*TASK*:
Can you output the stretch of the episode review below from "Boy, did we" through "the Spike bits.", word for word?

*PAGE*:
━━━
Lots and lots of spoilery discussion!!


Boy, did we get a glimpse of Old Spike in this episode. The Spike who tells it like it is, the one who says the things no one else will say, the one who challenges and confronts others and hits their buttons, who zeroes in on their weaknesses and issues. The one who has no problem kicking ass and taking names, and can then turn around and be loving and adoring to his girl. Oh, that the rest of the episode could have been as good as the Spike bits.

I’ve been saying all year that they played their Big Bad card too early, and I think this ep really shows how detrimental that is to carrying through the plot. If things are moving to the point the First says they are, if they’re really in an imperative state, then I’m not sure why they’re standing still, waiting for stuff to happen. I guess to give everyone except Spike and Buffy a chance to have sex... but still. A lot of this was annoying filler, especially that stuff at the beginning with the arguing and the collective decision-making process (anyone who’s ever worked at a cooperative or collective would know there is no such thing as decision-making in a collective). What bugged me was twofold: that everyone feels free to diss Buffy now that she’s gone, including Faith, whom everyone gave such props to last week for not trying to hurt Buffy or undermine her deliberately; and the fact that none of them seemed to understand that they simply traded one slayer leader for another, and that this slayer leader, saying the exact same things (while dissing Buffy out of the other side of her mouth) like “follow and do it my way,” isn’t as competent as the old one at making decisions. That’s not Faith’s strong suit — she’s not, as Spike said of himself, known for being a thinker. She’s a natural reactor, and that’s her power (and her weakness). It was especially galling to see PodGiles congratulate her on her leadership when she was not only doing the exact same as Buffy, but not really making good solid strategic decisions based on intellect and experience. I wanted to throw things at the screen. Though I did enjoy the fact that she showed her true colors to Wood when he thought he was in good with her after the humping, and she just dismissed him.
━━━
*STORED DATA*:
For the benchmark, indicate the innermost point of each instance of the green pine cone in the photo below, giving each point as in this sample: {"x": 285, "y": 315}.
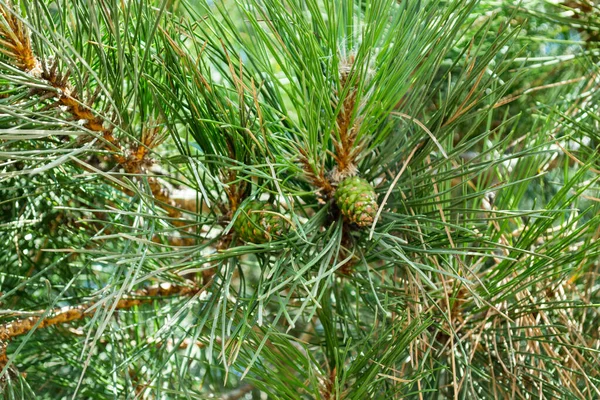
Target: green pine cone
{"x": 355, "y": 197}
{"x": 259, "y": 222}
━━━
*EXERCISE SOLUTION*:
Boy, did we get a glimpse of Old Spike in this episode. The Spike who tells it like it is, the one who says the things no one else will say, the one who challenges and confronts others and hits their buttons, who zeroes in on their weaknesses and issues. The one who has no problem kicking ass and taking names, and can then turn around and be loving and adoring to his girl. Oh, that the rest of the episode could have been as good as the Spike bits.